*Task requirements:*
Reproduce precisely the lines of the listing below, starting with the line that contains "Target: torii crossbeam" and stopping after the line that contains "[ ] a point on the stone wall, one"; include nothing else.

*** Dataset Section Begins ***

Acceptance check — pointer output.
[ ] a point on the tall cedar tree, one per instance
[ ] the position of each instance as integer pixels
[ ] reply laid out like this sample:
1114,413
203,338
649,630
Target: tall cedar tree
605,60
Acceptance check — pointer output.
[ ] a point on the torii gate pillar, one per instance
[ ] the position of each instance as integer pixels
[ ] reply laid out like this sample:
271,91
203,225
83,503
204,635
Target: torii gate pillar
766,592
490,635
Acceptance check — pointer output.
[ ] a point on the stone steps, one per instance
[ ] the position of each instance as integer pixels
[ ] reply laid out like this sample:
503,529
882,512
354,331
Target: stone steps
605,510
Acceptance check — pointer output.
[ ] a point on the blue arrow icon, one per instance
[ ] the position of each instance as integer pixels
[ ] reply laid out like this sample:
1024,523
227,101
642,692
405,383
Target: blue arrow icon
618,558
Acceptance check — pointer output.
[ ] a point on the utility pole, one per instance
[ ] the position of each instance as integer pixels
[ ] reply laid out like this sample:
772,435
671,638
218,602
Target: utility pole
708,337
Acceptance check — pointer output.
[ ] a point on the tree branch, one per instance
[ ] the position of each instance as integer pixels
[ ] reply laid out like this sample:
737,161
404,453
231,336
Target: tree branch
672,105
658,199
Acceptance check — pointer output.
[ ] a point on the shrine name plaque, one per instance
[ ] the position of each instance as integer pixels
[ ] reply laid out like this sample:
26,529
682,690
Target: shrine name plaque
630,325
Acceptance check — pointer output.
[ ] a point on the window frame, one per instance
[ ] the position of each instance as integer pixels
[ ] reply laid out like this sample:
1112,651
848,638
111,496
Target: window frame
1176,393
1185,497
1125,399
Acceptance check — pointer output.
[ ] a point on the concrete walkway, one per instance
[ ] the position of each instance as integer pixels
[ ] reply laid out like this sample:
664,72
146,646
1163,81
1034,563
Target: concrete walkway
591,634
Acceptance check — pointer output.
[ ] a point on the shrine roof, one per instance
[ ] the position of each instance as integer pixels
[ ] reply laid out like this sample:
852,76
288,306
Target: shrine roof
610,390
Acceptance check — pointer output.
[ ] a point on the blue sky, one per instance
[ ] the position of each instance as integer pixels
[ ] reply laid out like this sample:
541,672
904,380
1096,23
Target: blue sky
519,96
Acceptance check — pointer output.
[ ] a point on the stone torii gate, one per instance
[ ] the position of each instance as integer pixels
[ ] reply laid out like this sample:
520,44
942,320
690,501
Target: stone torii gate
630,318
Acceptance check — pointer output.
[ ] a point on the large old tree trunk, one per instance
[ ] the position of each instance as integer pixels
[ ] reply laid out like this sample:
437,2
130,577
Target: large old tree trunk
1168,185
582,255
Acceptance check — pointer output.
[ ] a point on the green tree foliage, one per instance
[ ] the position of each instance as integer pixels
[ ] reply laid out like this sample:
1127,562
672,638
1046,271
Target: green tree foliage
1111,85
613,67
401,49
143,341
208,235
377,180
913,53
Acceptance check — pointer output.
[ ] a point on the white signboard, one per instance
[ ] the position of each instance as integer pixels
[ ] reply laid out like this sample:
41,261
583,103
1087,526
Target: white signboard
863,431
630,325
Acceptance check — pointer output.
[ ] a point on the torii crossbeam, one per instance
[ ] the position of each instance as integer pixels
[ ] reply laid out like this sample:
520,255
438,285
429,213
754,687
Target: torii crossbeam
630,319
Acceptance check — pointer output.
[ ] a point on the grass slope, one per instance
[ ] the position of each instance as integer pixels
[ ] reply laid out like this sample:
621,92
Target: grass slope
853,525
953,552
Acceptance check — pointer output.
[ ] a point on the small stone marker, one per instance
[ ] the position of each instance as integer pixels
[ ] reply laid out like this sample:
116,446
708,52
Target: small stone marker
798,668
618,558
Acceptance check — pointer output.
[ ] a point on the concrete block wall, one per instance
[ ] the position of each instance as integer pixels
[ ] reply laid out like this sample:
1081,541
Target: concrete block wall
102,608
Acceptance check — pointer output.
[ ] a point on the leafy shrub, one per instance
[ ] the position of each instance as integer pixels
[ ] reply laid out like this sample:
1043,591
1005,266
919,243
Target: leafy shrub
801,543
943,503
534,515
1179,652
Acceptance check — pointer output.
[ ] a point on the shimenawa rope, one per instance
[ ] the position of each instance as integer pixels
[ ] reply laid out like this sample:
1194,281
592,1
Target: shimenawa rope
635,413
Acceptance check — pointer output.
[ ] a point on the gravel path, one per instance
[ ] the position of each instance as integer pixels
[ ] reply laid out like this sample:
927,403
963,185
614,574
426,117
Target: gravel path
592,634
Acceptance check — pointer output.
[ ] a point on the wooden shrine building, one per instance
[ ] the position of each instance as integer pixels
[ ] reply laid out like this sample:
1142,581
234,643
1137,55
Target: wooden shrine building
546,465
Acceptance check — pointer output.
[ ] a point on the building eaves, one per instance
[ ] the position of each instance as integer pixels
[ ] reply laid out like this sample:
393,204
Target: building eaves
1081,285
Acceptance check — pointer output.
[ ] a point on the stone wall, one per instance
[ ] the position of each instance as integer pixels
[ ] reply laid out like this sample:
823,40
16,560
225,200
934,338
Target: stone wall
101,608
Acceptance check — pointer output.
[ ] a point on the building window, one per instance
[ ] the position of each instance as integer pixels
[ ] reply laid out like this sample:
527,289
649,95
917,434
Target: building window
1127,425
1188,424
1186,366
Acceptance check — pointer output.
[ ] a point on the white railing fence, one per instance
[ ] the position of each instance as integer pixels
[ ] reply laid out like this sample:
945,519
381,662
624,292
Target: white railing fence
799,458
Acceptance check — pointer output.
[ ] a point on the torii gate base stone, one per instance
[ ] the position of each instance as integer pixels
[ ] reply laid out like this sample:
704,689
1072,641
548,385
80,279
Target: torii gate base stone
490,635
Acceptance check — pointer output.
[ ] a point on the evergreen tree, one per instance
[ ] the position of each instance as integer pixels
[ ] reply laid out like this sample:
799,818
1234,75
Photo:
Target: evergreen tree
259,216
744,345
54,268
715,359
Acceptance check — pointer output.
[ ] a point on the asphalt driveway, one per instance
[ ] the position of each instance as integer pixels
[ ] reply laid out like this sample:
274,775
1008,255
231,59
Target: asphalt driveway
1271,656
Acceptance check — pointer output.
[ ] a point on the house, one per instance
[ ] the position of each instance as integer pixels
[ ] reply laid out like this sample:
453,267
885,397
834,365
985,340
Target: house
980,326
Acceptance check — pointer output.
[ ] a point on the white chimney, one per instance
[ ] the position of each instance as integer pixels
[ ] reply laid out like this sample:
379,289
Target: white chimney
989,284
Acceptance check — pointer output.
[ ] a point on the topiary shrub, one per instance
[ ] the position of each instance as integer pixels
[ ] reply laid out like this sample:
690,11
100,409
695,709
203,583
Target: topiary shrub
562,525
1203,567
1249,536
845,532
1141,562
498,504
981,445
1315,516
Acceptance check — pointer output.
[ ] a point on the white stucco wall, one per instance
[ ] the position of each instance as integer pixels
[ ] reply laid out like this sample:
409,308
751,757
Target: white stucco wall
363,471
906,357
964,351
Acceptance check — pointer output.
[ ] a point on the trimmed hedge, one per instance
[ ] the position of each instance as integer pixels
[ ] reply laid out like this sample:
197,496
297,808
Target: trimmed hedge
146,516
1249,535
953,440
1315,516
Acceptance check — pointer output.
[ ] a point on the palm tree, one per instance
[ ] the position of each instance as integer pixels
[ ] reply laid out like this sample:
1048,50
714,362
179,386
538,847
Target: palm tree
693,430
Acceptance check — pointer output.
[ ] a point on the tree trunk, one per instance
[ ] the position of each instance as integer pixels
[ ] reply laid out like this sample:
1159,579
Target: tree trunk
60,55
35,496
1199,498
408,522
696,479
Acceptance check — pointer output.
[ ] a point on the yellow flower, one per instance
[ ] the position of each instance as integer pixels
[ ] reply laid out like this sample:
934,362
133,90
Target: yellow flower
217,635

*** Dataset Section Ends ***

*Response:*
Target: torii crossbeam
630,319
Acceptance check — pointer output.
[ ] a point on the grass slope, one per instance
[ ] the position of each instance as integer pixels
[ ] reply laid out like this sample:
621,92
Target: grass slope
853,525
953,552
Acceptance check — pointer output.
[ ] a point on the small stone marker, one per instance
[ ] the position of each instance as integer pixels
[ ] reply laid out like this sample:
116,446
708,52
Target: small stone marker
798,668
618,558
Acceptance check — pointer output.
[ ] a point on the concrete block wall, one per instance
[ ] the position of each instance as integer pixels
[ ] reply laid out like this sample:
1081,541
Target: concrete block wall
102,608
Acceptance check — pointer output.
[ ] a point on the leafy shrub, one per instance
[ ] the position of each instance as integer pixels
[ ] reply laid out like this sample:
1043,591
1005,266
919,243
Target: leafy shrub
801,543
943,503
534,515
1179,652
Acceptance check — pointer output.
[ ] a point on the shimenawa rope, one per instance
[ ] the position of each instance as integer pixels
[ ] reply laid out like this sample:
1194,281
592,1
Target: shimenawa rope
635,413
Acceptance check — pointer output.
[ ] a point on the gravel path, one per instance
[ ] the position of each instance as integer pixels
[ ] reply laid out like this sample:
927,403
963,185
614,574
426,117
Target: gravel path
592,634
Acceptance check — pointer output.
[ ] a point on the wooden shrine building, one per instance
[ ] the position of each instance as integer pixels
[ ] reply laid out like this sample:
1142,581
234,643
1137,55
Target: wooden shrine building
546,465
Acceptance check — pointer output.
[ ] a point on the building eaves, one per instance
[ ] the position of each instance as integer pixels
[ ] reply laid out like this sample:
393,204
Target: building eaves
1081,285
Acceptance check — pointer output.
[ ] a point on the stone wall, one per instance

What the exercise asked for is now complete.